• SHORT PROBLEM
Retype the listing that follows, word for word.

[Excerpts of location labeling data]
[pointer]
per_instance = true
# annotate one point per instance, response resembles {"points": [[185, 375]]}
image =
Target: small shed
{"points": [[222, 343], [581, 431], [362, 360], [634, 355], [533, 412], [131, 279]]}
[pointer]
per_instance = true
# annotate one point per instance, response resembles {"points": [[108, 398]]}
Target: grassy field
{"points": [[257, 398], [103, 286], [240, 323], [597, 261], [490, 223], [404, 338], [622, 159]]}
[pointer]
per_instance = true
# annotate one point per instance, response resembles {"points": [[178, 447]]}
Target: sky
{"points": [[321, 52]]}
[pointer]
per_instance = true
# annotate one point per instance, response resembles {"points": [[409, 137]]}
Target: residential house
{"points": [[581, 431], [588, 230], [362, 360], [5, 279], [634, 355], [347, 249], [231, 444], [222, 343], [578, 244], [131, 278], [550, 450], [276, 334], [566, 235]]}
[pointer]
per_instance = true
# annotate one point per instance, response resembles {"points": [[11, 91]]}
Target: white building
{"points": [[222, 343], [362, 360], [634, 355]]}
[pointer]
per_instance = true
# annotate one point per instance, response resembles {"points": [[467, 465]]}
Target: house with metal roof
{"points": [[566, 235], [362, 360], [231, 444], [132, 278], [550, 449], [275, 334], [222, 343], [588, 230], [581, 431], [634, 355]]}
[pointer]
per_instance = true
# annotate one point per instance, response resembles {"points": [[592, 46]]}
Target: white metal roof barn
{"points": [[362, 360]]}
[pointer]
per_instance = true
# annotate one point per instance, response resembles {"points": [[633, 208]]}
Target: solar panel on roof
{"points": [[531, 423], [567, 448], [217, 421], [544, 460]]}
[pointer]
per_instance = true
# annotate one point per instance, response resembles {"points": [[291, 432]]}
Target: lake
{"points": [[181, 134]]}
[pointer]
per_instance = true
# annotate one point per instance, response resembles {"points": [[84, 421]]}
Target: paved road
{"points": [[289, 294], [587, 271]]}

• SOLUTION FOR THIS TASK
[pointer]
per_instance = true
# annotate one point per instance, response resembles {"points": [[185, 375]]}
image =
Target: small shed
{"points": [[222, 343], [581, 431], [362, 360], [634, 355], [533, 412], [131, 279]]}
[pointer]
per_instance = true
# annotate one point per instance, response resembles {"points": [[108, 398]]}
Target: grassy field
{"points": [[257, 398], [103, 286], [240, 323], [597, 261], [490, 223], [404, 338], [622, 159]]}
[pointer]
per_instance = true
# annotate one point per instance, response resembles {"points": [[178, 447]]}
Target: sky
{"points": [[321, 52]]}
[pointer]
per_instance = true
# annotate one point per instance, response resembles {"points": [[409, 137]]}
Target: residential house
{"points": [[581, 431], [588, 230], [362, 360], [5, 279], [634, 355], [347, 249], [231, 444], [222, 343], [578, 244], [131, 278], [550, 450], [276, 334], [566, 235]]}
[pointer]
per_instance = true
# annotate one point per instance, response resembles {"points": [[11, 91]]}
Target: white building
{"points": [[222, 343], [362, 360], [634, 355]]}
[pointer]
per_instance = true
# annotate one point per instance, response resembles {"points": [[467, 465]]}
Target: house with metal roof
{"points": [[566, 235], [362, 360], [231, 444], [132, 278], [550, 449], [275, 334], [222, 343], [588, 230], [581, 431], [634, 355]]}
[pointer]
per_instance = true
# annotate one point per instance, response resembles {"points": [[592, 46]]}
Target: white metal roof barn
{"points": [[362, 360]]}
[pointer]
per_instance = true
# annotate one point per instance, response resembles {"points": [[633, 208]]}
Target: solar panel on roof
{"points": [[531, 423], [567, 448], [217, 421], [544, 460]]}
[pointer]
per_instance = true
# annotate one point per instance, response resembles {"points": [[291, 432]]}
Target: lake
{"points": [[181, 134]]}
[pointer]
per_instance = true
# annotate one point per instance, response resembles {"points": [[84, 421]]}
Target: paved road
{"points": [[289, 294], [587, 271]]}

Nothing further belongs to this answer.